— Point labeling examples —
::::::::::

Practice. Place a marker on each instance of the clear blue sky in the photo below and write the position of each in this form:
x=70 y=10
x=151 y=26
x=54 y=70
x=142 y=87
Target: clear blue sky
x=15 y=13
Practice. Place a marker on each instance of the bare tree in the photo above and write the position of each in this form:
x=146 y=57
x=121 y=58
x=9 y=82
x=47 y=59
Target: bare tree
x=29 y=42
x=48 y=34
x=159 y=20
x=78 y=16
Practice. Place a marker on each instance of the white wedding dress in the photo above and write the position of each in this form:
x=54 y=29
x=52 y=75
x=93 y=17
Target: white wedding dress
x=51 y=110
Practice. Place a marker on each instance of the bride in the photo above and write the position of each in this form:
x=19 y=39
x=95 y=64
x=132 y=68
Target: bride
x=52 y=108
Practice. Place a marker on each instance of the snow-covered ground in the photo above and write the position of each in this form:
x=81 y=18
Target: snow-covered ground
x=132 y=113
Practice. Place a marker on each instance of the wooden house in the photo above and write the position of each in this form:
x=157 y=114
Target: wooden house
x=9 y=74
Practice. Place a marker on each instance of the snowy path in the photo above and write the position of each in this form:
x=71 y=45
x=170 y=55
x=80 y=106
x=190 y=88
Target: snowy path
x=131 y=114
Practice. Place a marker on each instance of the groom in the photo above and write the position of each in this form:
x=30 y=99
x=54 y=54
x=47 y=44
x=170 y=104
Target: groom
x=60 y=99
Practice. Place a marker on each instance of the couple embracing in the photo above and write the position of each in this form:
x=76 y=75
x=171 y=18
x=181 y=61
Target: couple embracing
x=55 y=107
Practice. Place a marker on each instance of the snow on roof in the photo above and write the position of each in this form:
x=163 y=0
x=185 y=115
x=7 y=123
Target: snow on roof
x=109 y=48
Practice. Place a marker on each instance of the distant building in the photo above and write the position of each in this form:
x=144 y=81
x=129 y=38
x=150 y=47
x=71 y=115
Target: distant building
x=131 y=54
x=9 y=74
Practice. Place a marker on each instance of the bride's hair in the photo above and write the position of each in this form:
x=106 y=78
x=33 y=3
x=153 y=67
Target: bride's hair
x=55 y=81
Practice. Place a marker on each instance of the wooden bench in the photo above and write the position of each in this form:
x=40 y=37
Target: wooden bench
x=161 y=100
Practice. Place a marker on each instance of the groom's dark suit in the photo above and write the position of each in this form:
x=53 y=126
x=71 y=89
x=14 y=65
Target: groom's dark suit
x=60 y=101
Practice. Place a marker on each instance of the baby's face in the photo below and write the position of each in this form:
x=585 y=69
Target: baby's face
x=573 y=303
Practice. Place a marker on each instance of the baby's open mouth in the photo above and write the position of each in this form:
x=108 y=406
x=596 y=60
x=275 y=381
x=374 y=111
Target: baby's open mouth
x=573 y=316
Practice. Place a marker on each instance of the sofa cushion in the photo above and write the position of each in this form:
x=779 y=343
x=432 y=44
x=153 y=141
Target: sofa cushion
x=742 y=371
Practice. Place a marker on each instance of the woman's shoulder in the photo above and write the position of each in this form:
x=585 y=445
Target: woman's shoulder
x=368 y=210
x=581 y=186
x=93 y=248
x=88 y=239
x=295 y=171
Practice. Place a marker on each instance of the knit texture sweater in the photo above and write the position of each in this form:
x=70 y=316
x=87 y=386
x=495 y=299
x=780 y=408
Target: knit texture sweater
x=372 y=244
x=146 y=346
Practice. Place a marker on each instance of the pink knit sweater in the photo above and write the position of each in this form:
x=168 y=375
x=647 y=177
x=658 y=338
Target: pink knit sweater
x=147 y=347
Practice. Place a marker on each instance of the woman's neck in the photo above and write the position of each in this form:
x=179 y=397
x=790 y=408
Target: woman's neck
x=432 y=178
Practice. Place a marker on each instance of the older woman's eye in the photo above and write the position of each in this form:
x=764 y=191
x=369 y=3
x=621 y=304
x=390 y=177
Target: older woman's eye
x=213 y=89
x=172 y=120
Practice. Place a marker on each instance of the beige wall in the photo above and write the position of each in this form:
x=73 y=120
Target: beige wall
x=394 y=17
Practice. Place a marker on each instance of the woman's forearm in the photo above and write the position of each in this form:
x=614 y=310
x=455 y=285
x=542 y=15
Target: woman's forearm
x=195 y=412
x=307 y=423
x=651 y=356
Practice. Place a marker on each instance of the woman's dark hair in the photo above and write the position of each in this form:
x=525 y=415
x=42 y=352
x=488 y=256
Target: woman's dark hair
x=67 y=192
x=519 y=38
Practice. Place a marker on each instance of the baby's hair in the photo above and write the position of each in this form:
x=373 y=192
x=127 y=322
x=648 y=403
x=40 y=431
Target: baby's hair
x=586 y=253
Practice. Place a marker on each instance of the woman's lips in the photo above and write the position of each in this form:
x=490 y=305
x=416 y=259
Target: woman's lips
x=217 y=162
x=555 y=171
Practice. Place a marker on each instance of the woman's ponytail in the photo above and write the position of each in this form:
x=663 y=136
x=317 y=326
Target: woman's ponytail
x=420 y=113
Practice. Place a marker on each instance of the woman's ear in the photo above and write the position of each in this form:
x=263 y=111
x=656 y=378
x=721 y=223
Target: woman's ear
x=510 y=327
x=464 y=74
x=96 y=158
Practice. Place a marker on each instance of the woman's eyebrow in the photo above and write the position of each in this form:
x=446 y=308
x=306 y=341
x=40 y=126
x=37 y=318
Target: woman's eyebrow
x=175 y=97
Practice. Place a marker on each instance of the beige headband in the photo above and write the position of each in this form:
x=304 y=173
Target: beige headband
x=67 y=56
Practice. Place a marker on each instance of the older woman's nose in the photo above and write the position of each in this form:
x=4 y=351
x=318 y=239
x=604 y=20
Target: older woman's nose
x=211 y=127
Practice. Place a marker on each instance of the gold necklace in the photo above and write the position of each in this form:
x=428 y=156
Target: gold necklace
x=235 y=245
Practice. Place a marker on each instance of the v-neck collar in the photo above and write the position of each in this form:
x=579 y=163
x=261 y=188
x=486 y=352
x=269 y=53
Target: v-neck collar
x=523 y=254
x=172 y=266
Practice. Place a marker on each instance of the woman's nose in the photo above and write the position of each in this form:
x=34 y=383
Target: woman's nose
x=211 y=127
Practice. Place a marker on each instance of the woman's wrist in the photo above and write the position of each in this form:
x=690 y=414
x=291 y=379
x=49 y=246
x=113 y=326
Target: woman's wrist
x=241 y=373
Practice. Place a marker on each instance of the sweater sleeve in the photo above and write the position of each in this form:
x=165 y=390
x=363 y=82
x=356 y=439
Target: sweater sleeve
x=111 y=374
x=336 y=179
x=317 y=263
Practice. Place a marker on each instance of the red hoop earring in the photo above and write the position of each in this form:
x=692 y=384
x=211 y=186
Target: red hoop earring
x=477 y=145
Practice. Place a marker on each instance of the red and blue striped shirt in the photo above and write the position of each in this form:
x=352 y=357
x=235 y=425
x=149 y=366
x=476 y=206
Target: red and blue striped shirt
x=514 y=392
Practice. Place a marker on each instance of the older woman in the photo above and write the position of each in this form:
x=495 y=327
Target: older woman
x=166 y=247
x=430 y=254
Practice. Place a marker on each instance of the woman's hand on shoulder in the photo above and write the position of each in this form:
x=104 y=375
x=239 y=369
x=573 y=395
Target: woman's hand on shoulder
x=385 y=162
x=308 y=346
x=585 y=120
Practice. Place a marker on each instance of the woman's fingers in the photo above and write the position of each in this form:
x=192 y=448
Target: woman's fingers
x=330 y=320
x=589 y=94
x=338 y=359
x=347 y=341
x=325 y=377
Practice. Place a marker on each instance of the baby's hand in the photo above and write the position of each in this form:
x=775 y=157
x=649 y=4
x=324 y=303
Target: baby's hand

::::::::::

— DIRECTIONS —
Write out the material from the first line to the last, exactly.

— FULL RESPONSE —
Practice. Place a marker on each instance of the clear blue sky in the photo below and write the position of each in this form:
x=70 y=10
x=151 y=26
x=54 y=70
x=142 y=87
Target: clear blue sky
x=15 y=13
Practice. Place a marker on each instance of the bare tree in the photo above and write the position of each in this form:
x=146 y=57
x=121 y=58
x=9 y=82
x=47 y=59
Target: bare tree
x=29 y=42
x=48 y=34
x=159 y=20
x=78 y=16
Practice. Place a marker on each instance of the white wedding dress in the photo above and write the position of each in this form:
x=54 y=29
x=52 y=75
x=93 y=17
Target: white wedding dress
x=51 y=110
Practice. Place a marker on each instance of the bride in the photo above and write the position of each in this form:
x=19 y=39
x=95 y=64
x=132 y=68
Target: bride
x=52 y=108
Practice. Place a marker on each instance of the snow-covered ground in the photo above and write the position of each in this form:
x=81 y=18
Target: snow-covered ground
x=132 y=113
Practice. Place a marker on each instance of the wooden house in the photo above and write the position of each in this form:
x=157 y=114
Target: wooden house
x=9 y=74
Practice. Place a marker on each instance of the snowy path in the photo above and write the position of each in this form:
x=71 y=45
x=170 y=55
x=80 y=106
x=190 y=88
Target: snowy path
x=131 y=114
Practice. Place a marker on each instance of the groom in the photo above and write the position of each in this form:
x=30 y=99
x=54 y=54
x=47 y=44
x=170 y=104
Target: groom
x=60 y=99
Practice. Place a marker on each instance of the couple embracing in the photo above and write the position of each in this form:
x=76 y=75
x=171 y=18
x=181 y=61
Target: couple embracing
x=55 y=107
Practice. Place a marker on each instance of the snow on roof in the photo above and write the position of each in this form:
x=163 y=0
x=185 y=115
x=7 y=123
Target: snow on roof
x=109 y=48
Practice. Place a marker on each instance of the distant building in the photo above and write the position of each in this form:
x=144 y=81
x=129 y=38
x=150 y=47
x=71 y=115
Target: distant building
x=131 y=54
x=9 y=74
Practice. Place a marker on each instance of the bride's hair in the photo above and write the position of each in this form:
x=106 y=78
x=33 y=3
x=153 y=67
Target: bride's hair
x=55 y=81
Practice. Place a marker on each instance of the wooden bench in the photo above and write the position of each in this form:
x=40 y=37
Target: wooden bench
x=161 y=100
Practice. Place a marker on each instance of the groom's dark suit in the photo above and write the position of each in this form:
x=53 y=126
x=71 y=89
x=14 y=65
Target: groom's dark suit
x=60 y=101
Practice. Place a marker on each instance of the baby's face in the photo below and write the position of each in this form:
x=585 y=69
Target: baby's face
x=573 y=303
Practice. Place a marker on each instance of the baby's open mouth in the photo above and write the position of each in this form:
x=108 y=406
x=596 y=60
x=275 y=381
x=374 y=111
Target: baby's open mouth
x=573 y=316
Practice. Place a marker on each instance of the sofa cushion in the photo above and write the position of each in this form:
x=779 y=343
x=432 y=44
x=153 y=141
Target: sofa cushion
x=742 y=371
Practice. Place a marker on each instance of the woman's shoulder in the photo above and write the position of each in this form:
x=585 y=445
Target: woman's shoulder
x=368 y=210
x=581 y=186
x=93 y=248
x=88 y=239
x=295 y=171
Practice. Place a marker on each instance of the knit texture sweater in the photo above and write the position of each in this form:
x=70 y=316
x=87 y=386
x=495 y=299
x=780 y=408
Target: knit texture sweater
x=372 y=244
x=146 y=346
Practice. Place a marker on each instance of the pink knit sweater in the photo above and write the position of each in this form:
x=168 y=375
x=647 y=177
x=658 y=338
Target: pink knit sweater
x=147 y=347
Practice. Place a marker on each instance of the woman's neck in the photo above and write the position of each in this form:
x=179 y=397
x=790 y=408
Target: woman's neck
x=432 y=178
Practice. Place a marker on each instance of the older woman's eye in the photo above and write the position of each in this form:
x=764 y=191
x=369 y=3
x=621 y=304
x=390 y=177
Target: older woman's eye
x=213 y=89
x=172 y=120
Practice. Place a marker on each instance of the beige wall in the photo above and write the position of each in this form:
x=73 y=120
Target: beige wall
x=394 y=17
Practice. Place a marker on each instance of the woman's forearm in the photo above and write the position of each in this form:
x=614 y=310
x=455 y=285
x=542 y=15
Target: woman's forearm
x=195 y=412
x=307 y=423
x=651 y=356
Practice. Place a marker on each instance of the woman's dark hair in the photo above and write the position of each in this form:
x=525 y=415
x=42 y=352
x=488 y=256
Target: woman's dark hair
x=67 y=192
x=519 y=38
Practice. Place a marker on each instance of the baby's hair in the photo above and write the position of each in this form:
x=373 y=192
x=127 y=322
x=648 y=403
x=40 y=431
Target: baby's hair
x=586 y=253
Practice. Place a marker on each instance of the woman's lips in the photo above and write the position of each in this form:
x=490 y=305
x=416 y=259
Target: woman's lips
x=217 y=162
x=555 y=171
Practice. Place a marker on each instance of the woman's ponytail in the photo above and write the position of each in this form:
x=663 y=136
x=317 y=326
Target: woman's ponytail
x=420 y=113
Practice. Place a marker on each instance of the woman's ear in the photo above and write the position of each in this form:
x=263 y=111
x=656 y=378
x=721 y=223
Target: woman's ear
x=510 y=327
x=464 y=74
x=96 y=158
Practice. Place a marker on each instance of the woman's eyebrow in the photo above and write the position of each in this form:
x=446 y=308
x=306 y=341
x=40 y=126
x=37 y=318
Target: woman's eyebrow
x=175 y=97
Practice. Place a marker on each instance of the beige headband in the photo above and write the position of each in this form:
x=304 y=173
Target: beige headband
x=67 y=56
Practice. Place a marker on each instance of the older woman's nose in the photo above and write the position of each in this form:
x=4 y=351
x=318 y=239
x=604 y=20
Target: older woman's nose
x=211 y=127
Practice. Place a marker on each instance of the gold necklace in the photo above and write the position of each in this form:
x=428 y=156
Target: gold necklace
x=235 y=245
Practice. Place a marker on each instance of the v-neck collar in the photo above and write the position of each in this form:
x=579 y=163
x=261 y=188
x=486 y=352
x=269 y=53
Target: v-neck collar
x=523 y=254
x=172 y=266
Practice. Place a marker on each instance of the woman's nose in the photo above and write the position of each in this form:
x=34 y=383
Target: woman's nose
x=211 y=127
Practice. Place a marker on each instance of the woman's wrist in the photo above and write the position of each in this form:
x=690 y=414
x=291 y=379
x=49 y=246
x=113 y=326
Target: woman's wrist
x=241 y=373
Practice. Place a marker on each instance of the sweater sleeve in the photo above and write the position of each in this form:
x=165 y=390
x=363 y=82
x=356 y=439
Target: sweater sleeve
x=111 y=374
x=336 y=179
x=317 y=263
Practice. Place a marker on each instance of the red hoop earring in the photo above and write the position of each in this form:
x=692 y=384
x=211 y=186
Target: red hoop earring
x=477 y=145
Practice. Place a marker on each instance of the red and blue striped shirt in the photo above and write the position of each in this form:
x=352 y=357
x=235 y=425
x=149 y=366
x=476 y=206
Target: red and blue striped shirt
x=514 y=392
Practice. Place a marker on each instance of the older woman in the photo above and write the position of each in this form:
x=495 y=327
Target: older woman
x=166 y=247
x=430 y=254
Practice. Place a marker on each instance of the woman's hand on shoulder in the photo above and write the position of each in this form:
x=104 y=375
x=239 y=369
x=573 y=395
Target: woman's hand on shoulder
x=385 y=162
x=308 y=346
x=585 y=120
Practice. Place a marker on each instance of the woman's fingers in the photo above and write the position of each in this form:
x=192 y=448
Target: woman's fingers
x=330 y=320
x=589 y=94
x=338 y=359
x=347 y=341
x=325 y=377
Practice. Place a marker on each instance of the baby's hand in the photo above and write the position of each in this form:
x=775 y=157
x=649 y=4
x=324 y=303
Target: baby's hand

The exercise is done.